## Action item
An exact copy of all the data is needed, with every picture left out.

## Extracted data
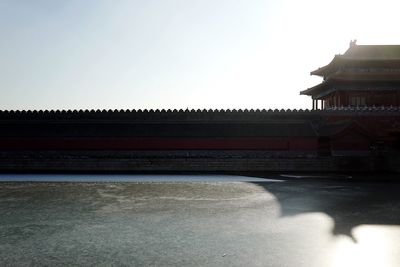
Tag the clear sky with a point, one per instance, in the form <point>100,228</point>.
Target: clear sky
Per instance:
<point>131,54</point>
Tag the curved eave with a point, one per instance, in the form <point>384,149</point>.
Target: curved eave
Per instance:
<point>365,76</point>
<point>313,90</point>
<point>326,69</point>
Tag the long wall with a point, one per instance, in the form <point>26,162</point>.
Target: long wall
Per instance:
<point>219,140</point>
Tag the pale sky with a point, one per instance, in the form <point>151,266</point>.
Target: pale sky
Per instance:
<point>130,54</point>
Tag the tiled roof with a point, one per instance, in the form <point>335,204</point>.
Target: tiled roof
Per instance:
<point>373,52</point>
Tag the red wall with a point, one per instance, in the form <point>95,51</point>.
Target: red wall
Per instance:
<point>159,144</point>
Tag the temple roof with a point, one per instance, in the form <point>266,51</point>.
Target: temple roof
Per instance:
<point>364,55</point>
<point>373,52</point>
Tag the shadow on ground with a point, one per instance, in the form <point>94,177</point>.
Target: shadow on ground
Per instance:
<point>349,204</point>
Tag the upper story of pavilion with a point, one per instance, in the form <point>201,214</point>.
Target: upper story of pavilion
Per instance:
<point>364,76</point>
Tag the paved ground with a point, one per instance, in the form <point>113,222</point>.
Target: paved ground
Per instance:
<point>200,222</point>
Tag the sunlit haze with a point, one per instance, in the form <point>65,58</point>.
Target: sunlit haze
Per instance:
<point>130,54</point>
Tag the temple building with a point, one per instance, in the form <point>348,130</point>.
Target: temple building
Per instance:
<point>364,76</point>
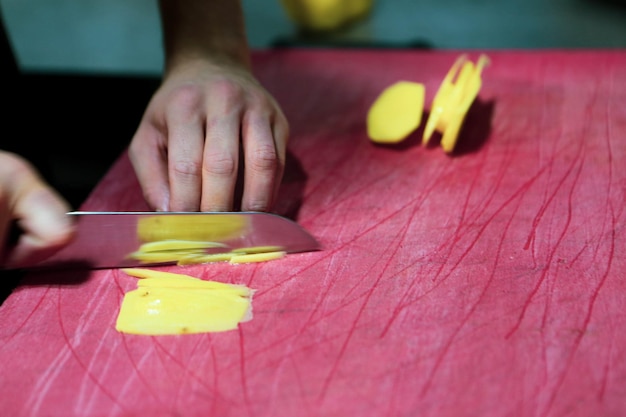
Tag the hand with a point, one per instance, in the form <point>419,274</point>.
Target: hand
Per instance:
<point>186,151</point>
<point>39,211</point>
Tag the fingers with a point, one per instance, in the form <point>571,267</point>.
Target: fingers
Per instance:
<point>38,209</point>
<point>149,159</point>
<point>186,142</point>
<point>264,143</point>
<point>221,150</point>
<point>186,152</point>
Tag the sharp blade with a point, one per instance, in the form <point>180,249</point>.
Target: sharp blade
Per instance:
<point>106,239</point>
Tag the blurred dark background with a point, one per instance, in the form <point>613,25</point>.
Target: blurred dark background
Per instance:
<point>85,70</point>
<point>89,67</point>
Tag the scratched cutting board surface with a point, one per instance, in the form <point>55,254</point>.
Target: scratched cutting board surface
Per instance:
<point>486,283</point>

## Response below
Tag the clear sky with a point, one per instance, in the form <point>100,228</point>.
Target: clear sky
Per instance:
<point>131,54</point>
Tag the curved eave with a point, one per instance, in the form <point>384,149</point>.
Target: curved eave
Per instance:
<point>365,76</point>
<point>313,90</point>
<point>326,69</point>
Tag the long wall with a point, one per instance, in the form <point>26,162</point>.
Target: long wall
Per instance:
<point>219,140</point>
Tag the pale sky with a point, one per instance, in the form <point>151,266</point>.
Target: pale sky
Per instance:
<point>130,54</point>
Tag the tiled roof with a point, one per instance, in the form <point>335,204</point>.
Target: tiled roof
Per instance:
<point>373,52</point>
Tag the red wall with a point, one per instance, in the form <point>95,51</point>.
Target: red wall
Per instance:
<point>159,144</point>
Tag the temple roof with a point, one per instance, in the form <point>266,51</point>.
Target: temple roof
Per instance:
<point>364,55</point>
<point>373,52</point>
Tag the shadow on ground with a point, one per instance, in the form <point>94,177</point>.
Target: shadow on ground
Per instance:
<point>349,204</point>
Tag the upper story of pavilion with a point, one per instance, in the form <point>201,214</point>.
Target: upper story of pavilion
Per instance:
<point>364,76</point>
Tag the paved ground with a point, one per instance, in the form <point>113,222</point>.
Target: paved ground
Per instance:
<point>200,222</point>
Tag the sunlit haze with a point, one per instance, in the form <point>65,58</point>.
Target: sunlit haze
Per instance:
<point>130,54</point>
Tag the temple building with a point, one per instance, in the form <point>348,130</point>.
Target: temple building
Per instance:
<point>364,76</point>
Tag the hand with a point, one per instance, in the form <point>419,274</point>.
Target: hand
Per instance:
<point>186,151</point>
<point>39,211</point>
Tag the fingers with a point, one per instance, in the form <point>571,267</point>.
Target: fingers
Per instance:
<point>38,209</point>
<point>149,159</point>
<point>186,142</point>
<point>264,143</point>
<point>221,150</point>
<point>186,152</point>
Tag the sharp blade with a point, one per instance, in the form <point>180,249</point>.
Target: sharp blade
Per instance:
<point>106,239</point>
Tag the blurred dark background with a point, one per instance, in the form <point>613,25</point>.
Target: blurred dark background
Per instance:
<point>85,70</point>
<point>89,67</point>
Tag the scratched cutting board surface with a point, one per instance, in the form <point>55,254</point>.
Target: scratched cutting board surface
Per instance:
<point>486,283</point>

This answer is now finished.